■ **Exercise description**: Transcribe the whole listing without a single picture.

■ **Supplied entries**:
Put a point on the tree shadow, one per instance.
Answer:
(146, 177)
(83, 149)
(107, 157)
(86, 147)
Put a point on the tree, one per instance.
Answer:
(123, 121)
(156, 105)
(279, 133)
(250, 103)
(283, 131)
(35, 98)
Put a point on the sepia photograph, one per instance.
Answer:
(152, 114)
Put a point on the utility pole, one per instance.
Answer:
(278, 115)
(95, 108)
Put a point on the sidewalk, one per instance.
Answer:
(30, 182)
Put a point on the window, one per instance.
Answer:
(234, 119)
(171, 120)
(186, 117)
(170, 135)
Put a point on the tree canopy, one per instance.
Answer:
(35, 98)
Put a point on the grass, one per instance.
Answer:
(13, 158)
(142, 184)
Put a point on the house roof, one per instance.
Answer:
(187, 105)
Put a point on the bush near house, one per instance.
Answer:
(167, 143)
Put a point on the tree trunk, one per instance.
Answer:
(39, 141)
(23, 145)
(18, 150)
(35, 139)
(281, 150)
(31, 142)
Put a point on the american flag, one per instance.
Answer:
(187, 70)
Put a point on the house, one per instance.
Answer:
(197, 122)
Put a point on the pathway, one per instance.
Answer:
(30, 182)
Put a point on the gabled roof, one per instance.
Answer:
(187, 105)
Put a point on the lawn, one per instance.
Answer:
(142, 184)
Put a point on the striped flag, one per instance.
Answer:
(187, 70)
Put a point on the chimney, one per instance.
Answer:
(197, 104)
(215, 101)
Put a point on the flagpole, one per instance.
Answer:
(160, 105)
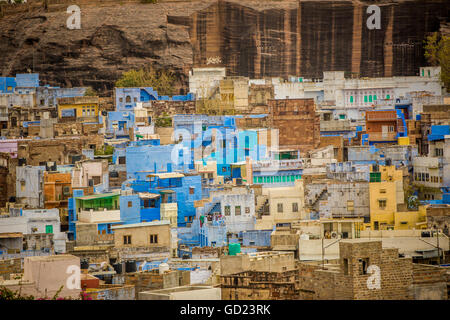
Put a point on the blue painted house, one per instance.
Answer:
(126, 98)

■ **Solution to the problem**:
Put a point on the tree shadow, one per instance.
Answer:
(146, 177)
(83, 149)
(107, 157)
(86, 147)
Put a point on the tree, one per instance.
Answer:
(123, 121)
(156, 105)
(279, 133)
(250, 103)
(283, 131)
(35, 98)
Put a point on the sepia photograph, one per instance.
Answer:
(152, 114)
Put a point on the utility pole, one per instance.
Answer:
(278, 115)
(95, 108)
Put a point on the sidewalk, one per instance.
Answer:
(30, 182)
Put a point on the window, one per instance.
Answer:
(234, 119)
(171, 120)
(186, 117)
(170, 135)
Put a point on the tree canopy, one per instance.
Answer:
(35, 98)
Put a point on the grass, one per instance.
Answer:
(13, 158)
(142, 184)
Put a point on the house roof, one per instance.
Answer:
(187, 105)
Put a point on the bush near house, one per instance.
Answer:
(167, 143)
Put a point on the tree trunk, one per instance.
Answer:
(39, 141)
(23, 145)
(18, 150)
(35, 139)
(281, 150)
(31, 142)
Put a point on the american flag, one per instance.
Answer:
(187, 70)
Put a point on the house, one per instance.
Answer:
(197, 122)
Put a point on the pathway, one per instance.
Answer:
(30, 182)
Put a point on the gabled roof, one per instance.
Answer:
(187, 105)
Put a point on the lawn, one per instance.
Answer:
(142, 184)
Put a point on the striped flag, one per instance.
Answer:
(187, 70)
Put a point on the chimney, one per instance.
Answer:
(197, 104)
(215, 101)
Put a point on the flagpole, one per instance.
Answer:
(160, 105)
Put a point on the blue painted house, one per instance.
Answer:
(126, 98)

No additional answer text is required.